▶ [WHAT YOU WILL DO]
**A.** How many Kent factors did the juvenile court consider on the record, according to the court opinion?
**B.** Carry on the court opinion about Mr. Loukaitis from the point where it stops.

▶ [TEXT BLOCK]
Here, the juvenile court considered on the record each of the eight Kent factors.  It found that the factors supporting removal of the case to adult court included the facts that aggravated first degree murder and first degree assault are very serious offenses; the crimes were aggressively committed, premeditated and willful; the offenses were against persons; substantial evidence supports the charges; Mr. Loukaitis acted alone; and it is impossible to predict whether Mr. Loukaitis could be rehabilitated within the time available in juvenile detention.  Factors supporting retention of jurisdiction in the juvenile court included only that Mr. Loukaitis, while above average in intelligence, is no more sophisticated and mature than others of his age, and he had no prior criminal history.

Mr. Loukaitis assigns error to the court's findings on factor 8.  He contends his experts proved he would get the best psychiatric treatment in the juvenile system.  Some defense witnesses did testify that Mr. Loukaitis improved dramatically while taking lithium and asserted that the juvenile system provided better treatment.  Other experts, however, testified there was no scientific basis to predict his potential for future violence or rehabilitation.  Given this evidence, we find nothing to indicate the court's decision was clearly untenable or manifestly unreasonable.  Toomey, 38 Wn. App. at 834; see also Stevenson, 55 Wn. App. at 736-37 (the court found that the prospects for the defendant's rehabilitation within the time available in the juvenile system were highly speculative).

Admission of Pretrial Statements

On the day of the incident, after police disarmed and handcuffed Mr. Loukaitis, they led him to a patrol car and read him his Miranda rights. Miranda v. Arizona, 384 U.S. 436, 86 S. Ct. 1602, 16 L. Ed. 2d 694, 10 A.L.R.3d 974 (1966).  According to one officer, Mr. Loukaitis seemed to listen, smiled and then said, "I know my rights, man."  He was strip-searched at the police station and led to an interview room.

▶ [SUPPLIED MATERIAL]
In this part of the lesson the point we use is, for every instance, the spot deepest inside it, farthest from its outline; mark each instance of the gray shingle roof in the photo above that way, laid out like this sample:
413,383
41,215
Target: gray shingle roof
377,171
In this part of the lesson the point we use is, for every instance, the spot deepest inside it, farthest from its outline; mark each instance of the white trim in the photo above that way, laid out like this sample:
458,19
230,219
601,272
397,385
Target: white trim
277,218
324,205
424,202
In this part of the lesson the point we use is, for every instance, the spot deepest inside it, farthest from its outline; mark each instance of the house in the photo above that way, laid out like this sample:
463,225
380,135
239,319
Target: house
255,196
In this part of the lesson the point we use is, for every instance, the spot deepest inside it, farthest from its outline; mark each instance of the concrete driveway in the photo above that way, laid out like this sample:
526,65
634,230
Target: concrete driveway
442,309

▶ [ANSWERS TO THE PROBLEMS]
**A.** Eight.

**B.**
The interview, conducted by Sergeant Dave Ruffin, began almost immediately and ran for about 25 minutes.  Sergeant Ruffin first asked Mr. Loukaitis basic information about his identity and background.  During this phase of the interview, Mr. Loukaitis asked at one point if his parents had been notified.  The officer replied, "maybe that's something we can do here in a minute."  Sergeant Ruffin then read the Miranda rights, asking after each one if Mr. Loukaitis understood.  Mr. Loukaitis signed a form indicating he understood and waived each right and understood that his statements could be used in either juvenile or adult court.  Just before he signed, Mr. Loukaitis asked if his parents could be in the interview room.  He added, "I at least wanna talk to em."  The officer said, "I'll see if I can get your parents here{.}"  But before they started, Sergeant Ruffin added, they should finish the paperwork - in other words, sign the waiver.

After assuring the officer he was not tricked into making his statement, Mr. Loukaitis began to answer questions about the shootings. About halfway through the interview, Sergeant Ruffin asked Mr. Loukaitis if he wanted to call his parents.  Mr. Loukaitis responded that he might do that later.  The officer then asked if he wanted a lawyer.  Mr. Loukaitis indicated he did not see the point in calling one and said he did not like lawyers much.  Later, when again asked if he wanted to talk to his parents, Mr. Loukaitis replied that he wanted to let them know what was happening, but did not want them there.  According to the declaration of Mr. Dano accompanying his motion to suppress, Mrs. Loukaitis was present at the station and asked the police several times before the interview if she could see her son.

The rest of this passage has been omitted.